■ A TAREFA: Transcreva sem alterações tudo o que vai de "Alguns autores defendem" até "as estenoses uretrais." no texto sobre médicos portugueses.
── TRECHO DE ORIGEM ──
Alguns autores defendem que ele tenha aprendido a sua técnica de Alderete, um famoso médico de Salamanca, mas Silva Carvalho não concorda, e afirma no seu livro que Amato foi o inventor do método. Este viria posteriormente a ser introduzido por toda a Europa por um português, Filipe Velez (mestre Filipe ou Filipe Lusitano), que foi até Roma e alcançou grande fama nas capitais europeias. Era tido como o inventor de sondas dilatadoras feitas de cera e conhecidas como “velas dilatadoras”, usadas para dilatar as estenoses uretrais.

Na transição entre os séculos XV e XVI, as cistotomias eram realizadas por barbeiros, que transmitiam a sua perícia cirúrgica aos filhos.

João Rodrigues de Castelo Branco (Amato Lusitano)

Zacuto Lusitano nasceu em Lisboa. Estudou filosofia e medicina em Salamanca e Coimbra, tendo concluído os seus estudo na Universidade Siquenza. Regressando a Portugal, passou dois anos em Coimbra, tendo-se mudado para Lisboa em 1598, onde praticou medicina durante quase 30 anos. Em 1625, a perseguição aos judeus em Portugal levou-o a fugir, e foi primeiro para Espanha, e depois para Amesterdão, onde colheu grande reputação como clínico. Lorain descreveu Zacuto como “um dos mais eloquentes médicos do seu tempo; os seus comentários dão-nos uma boa ideia da sua grande habilidade”. Zacuto foi o médico português mais proeminente do século XVII.
───
── DADOS EXTRAÍDOS ──
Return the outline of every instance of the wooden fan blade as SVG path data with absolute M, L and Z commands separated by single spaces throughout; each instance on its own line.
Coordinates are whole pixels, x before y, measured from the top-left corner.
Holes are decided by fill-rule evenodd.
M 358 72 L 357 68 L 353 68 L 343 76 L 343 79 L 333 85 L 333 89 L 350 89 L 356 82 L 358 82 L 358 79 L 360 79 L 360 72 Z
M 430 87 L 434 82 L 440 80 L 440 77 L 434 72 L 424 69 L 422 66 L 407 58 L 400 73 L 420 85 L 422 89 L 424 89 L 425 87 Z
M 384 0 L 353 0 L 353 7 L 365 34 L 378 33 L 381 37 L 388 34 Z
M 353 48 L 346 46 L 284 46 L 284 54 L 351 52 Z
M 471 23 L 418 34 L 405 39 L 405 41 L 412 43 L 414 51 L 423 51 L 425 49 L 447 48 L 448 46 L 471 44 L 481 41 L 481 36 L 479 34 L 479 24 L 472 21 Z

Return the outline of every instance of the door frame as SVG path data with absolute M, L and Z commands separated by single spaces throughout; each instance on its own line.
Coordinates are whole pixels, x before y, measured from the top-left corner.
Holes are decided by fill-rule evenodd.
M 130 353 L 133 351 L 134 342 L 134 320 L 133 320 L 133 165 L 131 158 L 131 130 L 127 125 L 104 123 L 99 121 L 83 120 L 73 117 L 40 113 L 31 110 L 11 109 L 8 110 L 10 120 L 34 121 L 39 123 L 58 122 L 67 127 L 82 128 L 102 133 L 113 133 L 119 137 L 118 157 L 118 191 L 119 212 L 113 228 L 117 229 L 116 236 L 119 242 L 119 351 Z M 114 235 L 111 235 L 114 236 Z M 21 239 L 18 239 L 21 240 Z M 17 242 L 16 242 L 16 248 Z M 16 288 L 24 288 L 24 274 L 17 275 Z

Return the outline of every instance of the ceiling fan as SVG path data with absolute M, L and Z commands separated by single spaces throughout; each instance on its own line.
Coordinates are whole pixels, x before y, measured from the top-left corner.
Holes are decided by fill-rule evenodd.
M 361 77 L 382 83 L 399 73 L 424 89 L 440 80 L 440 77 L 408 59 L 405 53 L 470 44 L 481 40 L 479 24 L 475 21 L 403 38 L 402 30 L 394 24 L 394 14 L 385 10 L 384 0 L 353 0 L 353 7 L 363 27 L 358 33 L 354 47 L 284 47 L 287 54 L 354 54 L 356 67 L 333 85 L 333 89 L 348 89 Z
───
■ RESPOSTA ESCRITA:
Alguns autores defendem que ele tenha aprendido a sua técnica de Alderete, um famoso médico de Salamanca, mas Silva Carvalho não concorda, e afirma no seu livro que Amato foi o inventor do método. Este viria posteriormente a ser introduzido por toda a Europa por um português, Filipe Velez (mestre Filipe ou Filipe Lusitano), que foi até Roma e alcançou grande fama nas capitais europeias. Era tido como o inventor de sondas dilatadoras feitas de cera e conhecidas como “velas dilatadoras”, usadas para dilatar as estenoses uretrais.